- [TASK INSTRUCTIONS]: Reproduce verbatim only the lines from the one containing "Note: pick out every instance of the hand" through the last line below, both included.

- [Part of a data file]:
══════════════════════════════

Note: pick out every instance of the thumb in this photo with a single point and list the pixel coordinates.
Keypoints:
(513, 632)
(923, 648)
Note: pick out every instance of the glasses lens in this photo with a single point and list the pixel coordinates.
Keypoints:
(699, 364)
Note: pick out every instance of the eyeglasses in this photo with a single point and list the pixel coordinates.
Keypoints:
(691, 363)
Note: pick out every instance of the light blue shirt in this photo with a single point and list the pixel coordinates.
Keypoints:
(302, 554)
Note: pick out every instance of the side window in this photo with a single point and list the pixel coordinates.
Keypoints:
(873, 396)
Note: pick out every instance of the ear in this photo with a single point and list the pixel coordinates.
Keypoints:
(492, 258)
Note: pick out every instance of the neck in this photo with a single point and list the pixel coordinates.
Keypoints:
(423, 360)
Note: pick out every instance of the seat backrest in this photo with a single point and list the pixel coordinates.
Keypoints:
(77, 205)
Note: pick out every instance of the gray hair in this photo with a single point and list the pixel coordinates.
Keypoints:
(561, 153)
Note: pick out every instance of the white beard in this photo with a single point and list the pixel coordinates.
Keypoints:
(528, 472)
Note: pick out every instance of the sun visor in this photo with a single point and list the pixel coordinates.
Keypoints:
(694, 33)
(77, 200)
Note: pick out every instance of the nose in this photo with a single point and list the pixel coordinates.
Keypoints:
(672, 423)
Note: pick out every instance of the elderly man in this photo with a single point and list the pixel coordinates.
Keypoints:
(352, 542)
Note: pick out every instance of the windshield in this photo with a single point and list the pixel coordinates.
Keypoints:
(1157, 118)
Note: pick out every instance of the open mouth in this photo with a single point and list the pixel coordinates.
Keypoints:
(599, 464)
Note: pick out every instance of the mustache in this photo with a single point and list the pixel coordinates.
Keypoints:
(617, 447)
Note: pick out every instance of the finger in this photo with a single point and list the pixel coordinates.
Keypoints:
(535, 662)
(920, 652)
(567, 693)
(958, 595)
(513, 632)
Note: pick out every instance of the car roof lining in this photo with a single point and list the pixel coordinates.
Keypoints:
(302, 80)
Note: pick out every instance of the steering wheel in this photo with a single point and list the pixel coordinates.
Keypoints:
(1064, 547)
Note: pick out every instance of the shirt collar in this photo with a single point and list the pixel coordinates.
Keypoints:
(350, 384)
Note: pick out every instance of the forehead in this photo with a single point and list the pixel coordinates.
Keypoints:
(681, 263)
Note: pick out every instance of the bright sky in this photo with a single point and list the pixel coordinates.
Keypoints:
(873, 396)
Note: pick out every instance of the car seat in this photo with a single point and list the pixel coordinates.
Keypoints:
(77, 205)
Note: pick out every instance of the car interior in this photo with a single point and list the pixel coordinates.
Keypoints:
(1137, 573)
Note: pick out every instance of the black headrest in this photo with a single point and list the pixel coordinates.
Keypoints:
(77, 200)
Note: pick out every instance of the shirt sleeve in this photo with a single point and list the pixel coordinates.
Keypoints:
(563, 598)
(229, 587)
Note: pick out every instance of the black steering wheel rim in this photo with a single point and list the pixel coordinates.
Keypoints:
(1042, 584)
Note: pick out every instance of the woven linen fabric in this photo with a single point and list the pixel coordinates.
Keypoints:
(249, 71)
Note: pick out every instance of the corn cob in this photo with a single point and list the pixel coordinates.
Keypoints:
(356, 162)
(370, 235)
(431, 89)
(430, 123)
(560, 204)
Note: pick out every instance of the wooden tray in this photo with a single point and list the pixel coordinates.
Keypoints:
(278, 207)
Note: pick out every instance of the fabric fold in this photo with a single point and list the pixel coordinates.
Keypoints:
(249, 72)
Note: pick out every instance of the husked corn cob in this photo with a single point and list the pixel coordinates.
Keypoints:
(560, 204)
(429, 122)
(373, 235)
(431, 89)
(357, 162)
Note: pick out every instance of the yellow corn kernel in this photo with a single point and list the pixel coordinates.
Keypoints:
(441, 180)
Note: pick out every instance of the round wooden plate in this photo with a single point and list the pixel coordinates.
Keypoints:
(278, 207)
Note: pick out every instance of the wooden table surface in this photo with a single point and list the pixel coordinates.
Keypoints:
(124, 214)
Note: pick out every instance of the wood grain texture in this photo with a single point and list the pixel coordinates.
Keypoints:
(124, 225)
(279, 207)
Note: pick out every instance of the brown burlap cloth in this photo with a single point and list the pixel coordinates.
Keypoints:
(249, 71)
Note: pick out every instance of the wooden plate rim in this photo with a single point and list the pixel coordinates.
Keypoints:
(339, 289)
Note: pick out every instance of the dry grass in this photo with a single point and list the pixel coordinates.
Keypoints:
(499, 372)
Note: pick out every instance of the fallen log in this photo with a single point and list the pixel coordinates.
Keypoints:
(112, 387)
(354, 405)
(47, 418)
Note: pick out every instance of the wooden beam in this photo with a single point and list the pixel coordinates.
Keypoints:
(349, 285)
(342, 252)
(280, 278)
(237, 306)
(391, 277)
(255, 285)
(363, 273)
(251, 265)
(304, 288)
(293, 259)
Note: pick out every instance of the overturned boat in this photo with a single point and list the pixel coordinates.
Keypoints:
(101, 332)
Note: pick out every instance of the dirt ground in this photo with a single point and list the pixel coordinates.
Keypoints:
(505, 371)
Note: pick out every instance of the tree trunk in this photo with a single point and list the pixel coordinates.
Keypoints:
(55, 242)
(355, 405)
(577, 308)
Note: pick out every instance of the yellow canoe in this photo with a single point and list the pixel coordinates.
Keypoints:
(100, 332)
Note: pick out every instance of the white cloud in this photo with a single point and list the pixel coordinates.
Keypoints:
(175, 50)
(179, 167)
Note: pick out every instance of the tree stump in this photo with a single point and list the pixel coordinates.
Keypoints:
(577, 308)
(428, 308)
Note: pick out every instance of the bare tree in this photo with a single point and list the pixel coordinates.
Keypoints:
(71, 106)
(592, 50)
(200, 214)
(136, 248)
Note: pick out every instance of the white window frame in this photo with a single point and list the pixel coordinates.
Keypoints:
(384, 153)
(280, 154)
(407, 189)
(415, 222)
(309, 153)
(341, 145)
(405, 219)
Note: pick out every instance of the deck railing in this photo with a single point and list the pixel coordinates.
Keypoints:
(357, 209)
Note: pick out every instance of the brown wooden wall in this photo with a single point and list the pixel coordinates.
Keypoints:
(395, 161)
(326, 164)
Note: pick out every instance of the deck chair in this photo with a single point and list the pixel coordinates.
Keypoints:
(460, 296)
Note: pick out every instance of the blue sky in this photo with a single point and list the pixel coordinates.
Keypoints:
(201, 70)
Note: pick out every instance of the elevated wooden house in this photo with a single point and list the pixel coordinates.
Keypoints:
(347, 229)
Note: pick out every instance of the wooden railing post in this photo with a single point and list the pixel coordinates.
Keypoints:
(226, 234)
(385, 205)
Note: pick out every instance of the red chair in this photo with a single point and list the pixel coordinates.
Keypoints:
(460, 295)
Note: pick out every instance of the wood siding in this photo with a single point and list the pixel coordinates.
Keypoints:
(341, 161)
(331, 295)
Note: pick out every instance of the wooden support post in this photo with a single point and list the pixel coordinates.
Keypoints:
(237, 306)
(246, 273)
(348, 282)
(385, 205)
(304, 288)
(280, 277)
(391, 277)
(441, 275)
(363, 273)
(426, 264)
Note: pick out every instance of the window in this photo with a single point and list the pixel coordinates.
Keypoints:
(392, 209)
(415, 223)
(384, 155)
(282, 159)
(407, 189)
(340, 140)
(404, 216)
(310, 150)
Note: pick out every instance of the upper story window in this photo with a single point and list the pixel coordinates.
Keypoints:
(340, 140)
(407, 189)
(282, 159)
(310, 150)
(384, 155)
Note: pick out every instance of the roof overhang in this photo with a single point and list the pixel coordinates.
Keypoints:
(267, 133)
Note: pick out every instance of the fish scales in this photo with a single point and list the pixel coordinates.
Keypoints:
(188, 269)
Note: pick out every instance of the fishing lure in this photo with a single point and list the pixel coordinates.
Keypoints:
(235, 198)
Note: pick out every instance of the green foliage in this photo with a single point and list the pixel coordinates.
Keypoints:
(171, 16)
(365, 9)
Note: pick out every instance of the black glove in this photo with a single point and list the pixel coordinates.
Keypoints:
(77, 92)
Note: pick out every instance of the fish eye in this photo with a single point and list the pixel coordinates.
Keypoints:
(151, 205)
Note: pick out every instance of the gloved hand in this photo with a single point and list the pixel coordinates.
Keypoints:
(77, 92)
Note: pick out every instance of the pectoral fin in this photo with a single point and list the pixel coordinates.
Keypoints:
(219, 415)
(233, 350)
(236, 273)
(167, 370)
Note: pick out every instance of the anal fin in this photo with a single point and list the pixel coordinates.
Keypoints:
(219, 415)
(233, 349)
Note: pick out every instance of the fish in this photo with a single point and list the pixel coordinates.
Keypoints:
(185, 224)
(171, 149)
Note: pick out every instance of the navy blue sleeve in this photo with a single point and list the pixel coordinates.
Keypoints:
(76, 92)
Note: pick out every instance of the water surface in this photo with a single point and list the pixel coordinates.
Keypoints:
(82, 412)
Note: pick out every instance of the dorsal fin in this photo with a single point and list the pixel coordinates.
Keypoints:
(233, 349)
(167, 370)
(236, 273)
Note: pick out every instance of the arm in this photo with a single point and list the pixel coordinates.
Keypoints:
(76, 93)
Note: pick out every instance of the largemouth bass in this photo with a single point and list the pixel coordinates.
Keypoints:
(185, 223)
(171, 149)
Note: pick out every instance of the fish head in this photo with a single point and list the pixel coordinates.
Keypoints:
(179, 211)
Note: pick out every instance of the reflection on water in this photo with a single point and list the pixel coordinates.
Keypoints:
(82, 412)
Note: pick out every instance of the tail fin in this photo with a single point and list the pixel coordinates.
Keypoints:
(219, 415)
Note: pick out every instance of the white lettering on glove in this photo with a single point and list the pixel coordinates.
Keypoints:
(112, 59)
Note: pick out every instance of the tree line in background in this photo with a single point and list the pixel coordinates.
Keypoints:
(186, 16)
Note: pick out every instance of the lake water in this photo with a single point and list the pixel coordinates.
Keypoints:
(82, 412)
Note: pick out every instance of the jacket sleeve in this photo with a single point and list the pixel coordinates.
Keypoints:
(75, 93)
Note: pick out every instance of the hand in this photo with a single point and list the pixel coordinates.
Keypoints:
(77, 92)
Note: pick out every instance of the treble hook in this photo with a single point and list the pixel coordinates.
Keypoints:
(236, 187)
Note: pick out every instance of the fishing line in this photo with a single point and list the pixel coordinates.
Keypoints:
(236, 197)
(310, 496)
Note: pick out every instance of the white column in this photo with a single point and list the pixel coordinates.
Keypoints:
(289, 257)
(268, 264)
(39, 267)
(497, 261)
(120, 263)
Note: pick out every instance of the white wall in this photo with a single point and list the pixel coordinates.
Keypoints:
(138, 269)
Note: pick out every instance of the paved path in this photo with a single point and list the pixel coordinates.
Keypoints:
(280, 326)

══════════════════════════════

- [OUTPUT OF THE EXERCISE]:
Note: pick out every instance of the hand in this photo with a single point and list the pixel coordinates.
Keypoints:
(77, 92)
Note: pick out every instance of the treble hook in this photo with a single point and list the pixel coordinates.
Keypoints:
(236, 187)
Note: pick out every instance of the fishing line in this photo with a single point and list the pixel coordinates.
Keypoints:
(236, 197)
(310, 496)
Note: pick out every instance of the white column in this photo with a single point and list the pixel coordinates.
Keypoints:
(289, 257)
(268, 264)
(39, 267)
(497, 261)
(120, 263)
Note: pick out every instance of the white wall in this photo with a single point and list the pixel coordinates.
Keypoints:
(138, 269)
Note: pick out every instance of the paved path in this photo with a single point and list the pixel coordinates.
Keypoints:
(280, 326)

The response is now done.